:: TEXTE DE LECTURE ::
'''
Parce que pour les partisans de la TAO, dont je fais partie, simplifier la réalité complexe des comportements humains n'est pas une négligence, mais une nécessité méthodologique. La simplification permet de tester des hypothèses de manière rigoureuse et de fournir un point de départ pour des recherches futures. Par exemple, si un comportement cynégétique (c'est-à-dire lié à la chasse) observé dans le registre archéologique correspond aux prédictions de la TAO, cela peut indiquer que des motivations économiques rationnelles étaient en jeu. À l'inverse, si le comportement observé ne correspond pas aux prédictions, cela peut signaler l'influence d'autres motivations, ouvrant ainsi de nouvelles pistes de recherche.

C'est précisément l'approche que j'ai adoptée dans mes récentes recherches. Grâce à l'utilisation de la TAO couplée à la simulation informatique, j'ai exploré comment les tâches de subsistance auraient pu être divisées selon le sexe et l'âge dans la péninsule Ibérique il y a 20.000 ans. Ces résultats mettent en lumière l'installation d'une organisation sociale complexe autour de la subsistance, avec des implications profondes pour notre compréhension des modes de vie des humains pendant le paléolithique supérieur (environ 40.000 ans à 12.000 ans avant le présent) en Europe.

La TAO : un point de départ, pas une fin en soi

Il est indéniable que la TAO a démontré son utilité dans de nombreuses études, tant en archéologie qu'en anthropologie. Ses modèles ont été appliqués avec succès pour comprendre les comportements cynégétiques des chasseurs-cueilleurs. Néanmoins, ils ont aussi rencontré certaines controverses, celle ayant fait couler le plus d'encre étant celle que j'ai exposée dans cet article. Sa reconnaissance ne devrait pas conduire à rejeter la TAO, mais plutôt à l'utiliser comme un outil parmi d'autres pour explorer la complexité des comportements humains.
'''
:: CONSIGNES ::
- a) Transcrivez fidèlement le passage de l'extrait consacré à la TAO qui commence par "Parce que pour" et se poursuit jusqu'à "pistes de recherche.".
- b) Indiquez si chacune des affirmations suivantes concorde avec l'extrait consacré à la TAO, en répondant par oui ou par non et en citant les mots du texte qui permettent de trancher.
(i) L'auteur se compte parmi les partisans de la TAO.
(ii) Les recherches récentes de l'auteur portent sur la péninsule Ibérique il y a 12.000 ans.
(iii) Les modèles de la TAO ont été appliqués avec succès aux comportements cynégétiques des chasseurs-cueilleurs.
- c) Répondez brièvement aux questions suivantes à partir de l'extrait consacré à la TAO.
(i) Quel sens l'extrait donne-t-il au mot « cynégétique » ?
(ii) À quoi l'auteur a-t-il couplé la TAO dans ses recherches récentes ?
(iii) Quelle période l'extrait attribue-t-il au paléolithique supérieur ?
Fondez-vous exclusivement sur l'extrait consacré à la TAO.

:: CONTENU DES DONNÉES ::
'''
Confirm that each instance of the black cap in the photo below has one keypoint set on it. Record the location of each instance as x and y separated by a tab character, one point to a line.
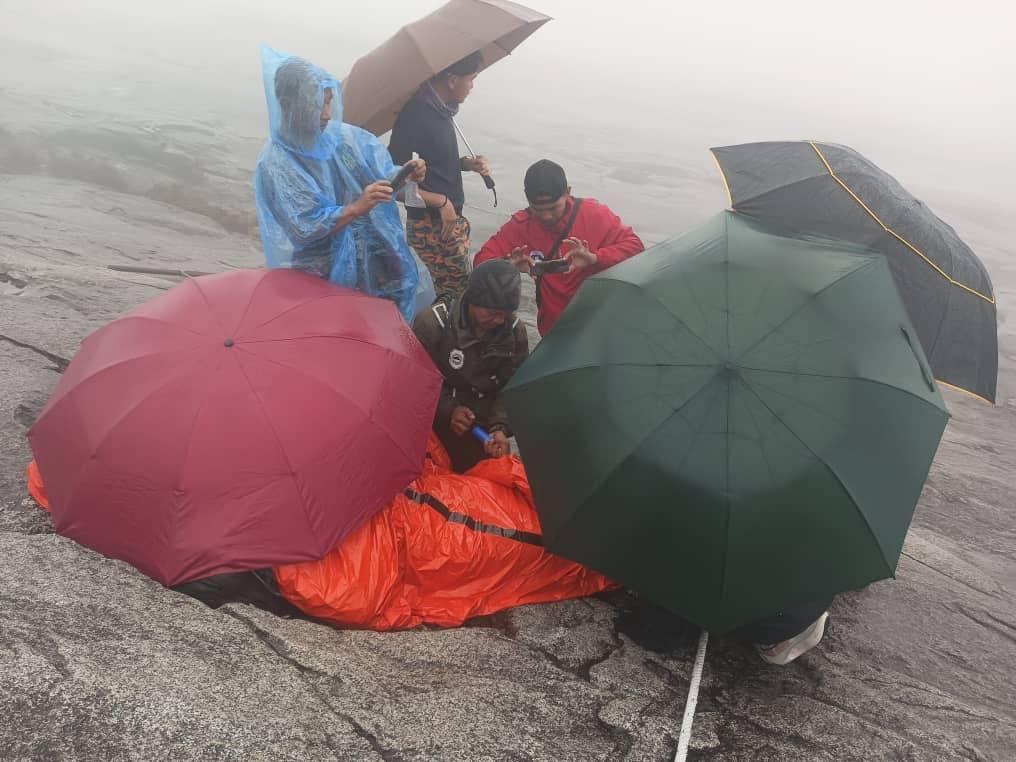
'''
:: CORRIGÉS ::
- a)
Parce que pour les partisans de la TAO, dont je fais partie, simplifier la réalité complexe des comportements humains n'est pas une négligence, mais une nécessité méthodologique. La simplification permet de tester des hypothèses de manière rigoureuse et de fournir un point de départ pour des recherches futures. Par exemple, si un comportement cynégétique (c'est-à-dire lié à la chasse) observé dans le registre archéologique correspond aux prédictions de la TAO, cela peut indiquer que des motivations économiques rationnelles étaient en jeu. À l'inverse, si le comportement observé ne correspond pas aux prédictions, cela peut signaler l'influence d'autres motivations, ouvrant ainsi de nouvelles pistes de recherche.

- b)
(i) Oui : "dont je fais partie".
(ii) Non : "dans la péninsule Ibérique il y a 20.000 ans".
(iii) Oui : "Ses modèles ont été appliqués avec succès pour comprendre les comportements cynégétiques des chasseurs-cueilleurs".

- c)
(i) Lié à la chasse.
(ii) À la simulation informatique.
(iii) Environ 40.000 ans à 12.000 ans avant le présent.